**Selected text:**
Best way to monitor application clusters

Hari Sekhon hpsekhon at googlemail.com
Mon Sep 24 18:22:13 CEST 2007


In the contrib directory of the standard plugins distribution there 
should be a check_cluster and better check_cluster2.c which you can 
compile to check a bunch of hosts or services and then go to warning or 
critical state only if a certain number of them fail.

Not used it myself, but it seems like exactly what you are looking for.

-h

Hari Sekhon



Paul Weaver wrote:
>
> I've recently started using nagios in our development environment, and 
> have knocked a few plugins for some of our programs (i.e. monitor a 
> log on a remote server to make sure it's growing, but not growing too 
> fast or too slow, or jumbo pings between two remote machines), which 
> is very impressive.
>
> One thing I would like to monitor is a group of hosts/services, and 
> flag a warning if x% are not available, and a critical if y% are 
> offline. A common example would be checking DNS services. If you have 
> 4 DNS servers, you don't want to be woken up at 3AM if one falls 
> offline, but if 3 are offline you would, and if 4 are offline you want 
> an APB. You still want to see the servers are offline though on a 
> webpage, and possible a notification in work hours.
>
> I'm aware of host/service groups, being one way of doing it, however 
> I'm unsure if notifications can be set based on % of hosts/services 
> available in a group.
>
> Another way would be a "virtual host", with a custom 
> "check_host_alive" which checks all hosts in a collection, and returns 
> an OK/critical/warning based on the number of failures, and likewise 
> with "virtual services". The original hosts could then be monitored 
> separately, or even not at all.

**Items:**
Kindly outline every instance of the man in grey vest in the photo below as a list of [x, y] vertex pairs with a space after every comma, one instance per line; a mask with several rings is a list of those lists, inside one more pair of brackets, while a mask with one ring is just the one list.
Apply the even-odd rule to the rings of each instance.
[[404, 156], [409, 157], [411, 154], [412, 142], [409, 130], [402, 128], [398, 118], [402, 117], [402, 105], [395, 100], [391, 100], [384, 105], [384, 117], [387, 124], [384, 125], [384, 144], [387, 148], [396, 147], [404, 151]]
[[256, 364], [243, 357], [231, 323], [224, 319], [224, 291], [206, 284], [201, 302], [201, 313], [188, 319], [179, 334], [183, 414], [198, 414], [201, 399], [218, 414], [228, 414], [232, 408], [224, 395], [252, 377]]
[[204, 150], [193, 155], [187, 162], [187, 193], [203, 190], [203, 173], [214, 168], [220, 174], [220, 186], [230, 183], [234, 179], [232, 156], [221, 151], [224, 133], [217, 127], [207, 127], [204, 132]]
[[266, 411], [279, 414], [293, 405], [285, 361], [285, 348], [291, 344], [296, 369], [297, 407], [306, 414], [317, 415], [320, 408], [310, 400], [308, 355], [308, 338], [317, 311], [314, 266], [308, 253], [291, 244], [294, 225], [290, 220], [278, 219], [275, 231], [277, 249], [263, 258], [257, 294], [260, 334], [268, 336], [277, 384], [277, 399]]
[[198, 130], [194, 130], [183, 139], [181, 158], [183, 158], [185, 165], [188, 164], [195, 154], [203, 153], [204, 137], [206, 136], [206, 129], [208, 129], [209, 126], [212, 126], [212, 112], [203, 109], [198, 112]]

**Problem to solve:** Reproduce the cluster monitoring post word for word from "Best way to" to "of them fail.".

**Final answer:**
Best way to monitor application clusters

Hari Sekhon hpsekhon at googlemail.com
Mon Sep 24 18:22:13 CEST 2007


In the contrib directory of the standard plugins distribution there 
should be a check_cluster and better check_cluster2.c which you can 
compile to check a bunch of hosts or services and then go to warning or 
critical state only if a certain number of them fail.